Requirements ▸
[1] Answer these questions from the account of Charlie and Rick:
(a) What did Charlie have when he showed up to visit the weekend camp?
(b) Which two people had been engaged?
(c) On whose table did Charlie put his cowboy boots?
[2] From the records, extract unchanged every line from the line with "Could you kindly segment every instance of the orange" up to and including the line with "343 192 L 343".

[Begin Extract to read]

The summer before my senior year and his freshman year in college we ended up at camp together again. It was a weekend camp and I was working with my friend again. Charlie showed up to visit and had a beard. I took one look and said..."Shave" that was how I greeted him. But that night we sat up late talking, sitting on the swing sharing stories and for the first time in our entire time together I thought, I might actually love him. Really love him.  And the funny thing is we weren't a couple right then. Just friends. And barely that. The next morning he came in to the kitchen with a face that looked like it had been through a meat grinder. He had shaved. One of the guys he bunked with said, "I don't know why he did it, but to shave a beard with no cream is brutal." I knew why he had done it. And I felt a little bad because the night before while we were talking the beard had grown on me and I thought it looked nice...ooops!

So fast forward again to part way in to my senior year. Charlie was coming in to town with his college singing group. He wanted to see me and after our time together at the end of the summer I thought, okay, this might actually work. The knock on the door comes I open it and yell..."Ricky!" Not realizing what he was doing he brought a friend with him from college to visit. See, his friend sort of knew my family and Charlie thought it would be fun to bring him. Not realizing that sort of knew my family translated to his older brother and my sister had been engaged at one point in time. My parents LOVED his mom and brother and sister and everyone had been heartbroken when Matt and Susan split up.  Oh and had Rick forgotten to mention that he and I had dated when we were younger?

My parents came out and greeted Charlie politely and then fawned all over Ricky, excuse me...Rick. How's your mom? How's the rest of the family? What are you doing? On and on. The light was beginning to dawn on Charlie that he had been duped. It got worse when we went to visit a friend of mine. Charlie decided to bring out the "big man" persona. He popped his cowboy boots up on Cinnamon's table and told me (yes, told me) to get him something to drink. Rick on the other hand was polite and nice and took the time to fill Cinnamon in on our past history. Which just made Charlie madder as he realized how tied our families had been.

See, as I mentioned Susan (my sister) and Matt (Rick's brother) had been engaged. And during the time they were together I met Rick. We were friendly as the beat upon younger siblings of big personality older siblings are. We understood each other pretty well.  My sister told me that Rick (though it was Ricky at that time) thought I was cute but I really didn't think he did. I just thought she was trying to embarrass me by having me flirt with him only to get rejected. Yes, I had serious trust issues where she was concerned, you can't say you blame me. But it ended up that it was true and we did get together. In that very innocent way you do when you are 12 and 14. And we spent a lot of time writing letters to each other and became pretty good friends through it all. Though we only had one very short stretch where we were any sort of real couple and like I said, I was 12 or 13 so it was pretty sweet and innocent even then. And this was the first time I had seen him in a few years.

[End Extract to read]
[Begin Provided information]

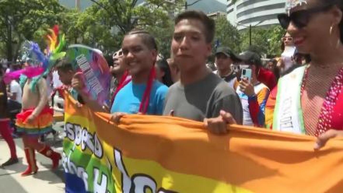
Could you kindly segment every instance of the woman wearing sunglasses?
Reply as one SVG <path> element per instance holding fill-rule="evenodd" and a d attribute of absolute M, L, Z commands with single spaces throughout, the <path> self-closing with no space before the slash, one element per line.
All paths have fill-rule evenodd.
<path fill-rule="evenodd" d="M 293 42 L 293 38 L 291 34 L 286 32 L 285 36 L 281 38 L 283 49 L 281 59 L 277 63 L 277 66 L 280 69 L 282 76 L 285 74 L 285 72 L 294 64 L 294 55 L 295 52 L 295 46 Z"/>
<path fill-rule="evenodd" d="M 343 1 L 287 0 L 286 5 L 280 23 L 312 61 L 280 79 L 273 129 L 317 137 L 336 133 L 328 131 L 343 129 Z M 327 139 L 321 138 L 316 148 Z"/>
<path fill-rule="evenodd" d="M 286 4 L 288 13 L 279 15 L 280 23 L 312 61 L 280 79 L 273 128 L 319 136 L 318 149 L 343 135 L 343 1 L 287 0 Z M 223 123 L 234 123 L 224 113 L 216 122 L 221 131 L 226 130 Z"/>

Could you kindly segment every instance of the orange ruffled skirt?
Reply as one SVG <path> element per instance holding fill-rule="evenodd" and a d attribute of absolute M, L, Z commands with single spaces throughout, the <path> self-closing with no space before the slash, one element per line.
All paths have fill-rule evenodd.
<path fill-rule="evenodd" d="M 26 119 L 32 113 L 34 109 L 24 109 L 17 115 L 15 125 L 19 133 L 30 135 L 40 135 L 51 132 L 54 121 L 54 110 L 46 107 L 33 121 L 29 124 Z"/>

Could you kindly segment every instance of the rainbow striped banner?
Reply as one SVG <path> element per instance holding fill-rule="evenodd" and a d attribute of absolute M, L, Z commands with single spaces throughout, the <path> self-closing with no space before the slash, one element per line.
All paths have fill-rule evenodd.
<path fill-rule="evenodd" d="M 110 115 L 66 98 L 63 164 L 67 192 L 342 192 L 343 140 L 315 151 L 315 138 L 231 125 Z"/>

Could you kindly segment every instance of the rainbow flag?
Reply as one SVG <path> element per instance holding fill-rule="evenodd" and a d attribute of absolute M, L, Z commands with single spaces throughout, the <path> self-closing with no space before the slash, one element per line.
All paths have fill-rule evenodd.
<path fill-rule="evenodd" d="M 343 192 L 343 140 L 313 150 L 315 139 L 229 126 L 110 115 L 66 98 L 63 165 L 68 192 Z"/>

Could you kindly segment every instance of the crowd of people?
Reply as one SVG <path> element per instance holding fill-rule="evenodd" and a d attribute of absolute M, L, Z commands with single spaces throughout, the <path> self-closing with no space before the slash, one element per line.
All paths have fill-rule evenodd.
<path fill-rule="evenodd" d="M 278 16 L 287 31 L 283 53 L 264 66 L 252 50 L 237 54 L 223 45 L 214 53 L 216 70 L 212 71 L 206 62 L 212 54 L 214 22 L 201 12 L 187 11 L 175 18 L 170 58 L 159 55 L 155 38 L 147 32 L 134 30 L 125 36 L 113 56 L 108 106 L 84 93 L 84 83 L 69 60 L 59 61 L 56 69 L 80 105 L 111 113 L 117 122 L 128 114 L 175 116 L 203 122 L 217 135 L 229 132 L 227 124 L 243 124 L 314 136 L 318 149 L 343 135 L 343 3 L 304 1 L 290 3 L 289 13 Z M 2 77 L 5 72 L 0 71 Z M 53 168 L 61 158 L 38 138 L 51 131 L 52 112 L 46 81 L 40 79 L 33 89 L 32 81 L 24 82 L 22 93 L 15 81 L 9 91 L 3 81 L 0 84 L 0 131 L 11 150 L 3 166 L 17 162 L 5 126 L 12 105 L 8 98 L 21 104 L 16 125 L 24 134 L 28 164 L 23 175 L 37 172 L 35 150 L 50 158 Z M 43 120 L 45 124 L 35 124 Z M 23 123 L 28 125 L 22 127 Z"/>

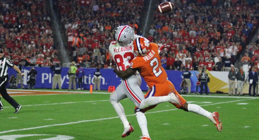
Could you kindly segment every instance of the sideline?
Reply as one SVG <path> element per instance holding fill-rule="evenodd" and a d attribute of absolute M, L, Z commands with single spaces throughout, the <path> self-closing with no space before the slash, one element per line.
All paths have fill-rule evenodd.
<path fill-rule="evenodd" d="M 200 106 L 207 106 L 207 105 L 213 105 L 218 104 L 221 104 L 225 103 L 233 103 L 233 102 L 239 102 L 239 101 L 248 101 L 248 100 L 254 100 L 254 99 L 244 99 L 244 100 L 238 100 L 233 101 L 228 101 L 228 102 L 221 102 L 221 103 L 213 103 L 213 104 L 207 104 L 207 105 L 201 105 Z M 176 109 L 172 109 L 164 110 L 162 110 L 161 111 L 157 111 L 148 112 L 148 113 L 146 113 L 145 114 L 151 114 L 151 113 L 158 113 L 158 112 L 162 112 L 172 111 L 173 110 L 176 110 L 177 109 L 178 109 L 176 108 Z M 135 114 L 132 114 L 132 115 L 126 115 L 126 116 L 127 117 L 128 117 L 128 116 L 135 116 Z M 61 124 L 56 124 L 53 125 L 44 125 L 44 126 L 39 126 L 39 127 L 31 127 L 31 128 L 23 128 L 23 129 L 13 129 L 13 130 L 8 130 L 8 131 L 4 131 L 0 132 L 0 134 L 3 134 L 4 133 L 9 133 L 9 132 L 15 132 L 15 131 L 24 131 L 24 130 L 28 130 L 34 129 L 38 129 L 39 128 L 48 127 L 52 127 L 52 126 L 61 126 L 61 125 L 69 125 L 72 124 L 75 124 L 79 123 L 84 123 L 85 122 L 91 122 L 91 121 L 100 121 L 100 120 L 108 120 L 108 119 L 113 119 L 117 118 L 119 118 L 119 117 L 110 117 L 110 118 L 100 119 L 94 119 L 94 120 L 84 120 L 84 121 L 76 121 L 76 122 L 72 122 L 66 123 L 61 123 Z"/>

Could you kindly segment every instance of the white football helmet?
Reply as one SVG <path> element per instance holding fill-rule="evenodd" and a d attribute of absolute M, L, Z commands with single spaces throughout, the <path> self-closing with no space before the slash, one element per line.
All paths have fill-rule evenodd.
<path fill-rule="evenodd" d="M 125 46 L 133 41 L 134 37 L 134 30 L 130 26 L 126 25 L 117 27 L 115 33 L 115 39 L 119 45 Z"/>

[End Provided information]

Responses for each task ▸
[1]
(a) A beard.
(b) Susan, the narrator's sister, and Matt, Rick's brother.
(c) Cinnamon's.

[2]
Could you kindly segment every instance of the orange ruffled skirt?
Reply as one SVG <path> element per instance holding fill-rule="evenodd" and a d attribute of absolute M, L, Z commands with single spaces throughout, the <path> self-closing with no space before the slash, one element per line.
All paths have fill-rule evenodd.
<path fill-rule="evenodd" d="M 26 119 L 32 113 L 34 109 L 24 109 L 17 115 L 15 125 L 19 133 L 30 135 L 40 135 L 51 132 L 54 121 L 54 110 L 46 107 L 33 121 L 29 124 Z"/>

Could you kindly segment every instance of the rainbow striped banner?
Reply as one SVG <path> element per instance holding fill-rule="evenodd" and a d attribute of absolute M, L, Z commands with single spaces throughout, the <path> self-closing with no space before the slash, one element per line.
All paths have fill-rule evenodd.
<path fill-rule="evenodd" d="M 110 115 L 66 98 L 63 164 L 67 192 L 342 192 L 343 140 L 315 151 L 315 138 L 231 125 Z"/>

Could you kindly segment every instance of the rainbow flag?
Reply as one SVG <path> element per instance holding fill-rule="evenodd" and a d attribute of absolute M, L, Z commands with single spaces throughout, the <path> self-closing with no space before the slash, one element per line.
All paths have fill-rule evenodd.
<path fill-rule="evenodd" d="M 343 192 L 343 140 L 313 150 L 315 139 L 229 126 L 110 115 L 66 98 L 63 165 L 68 192 Z"/>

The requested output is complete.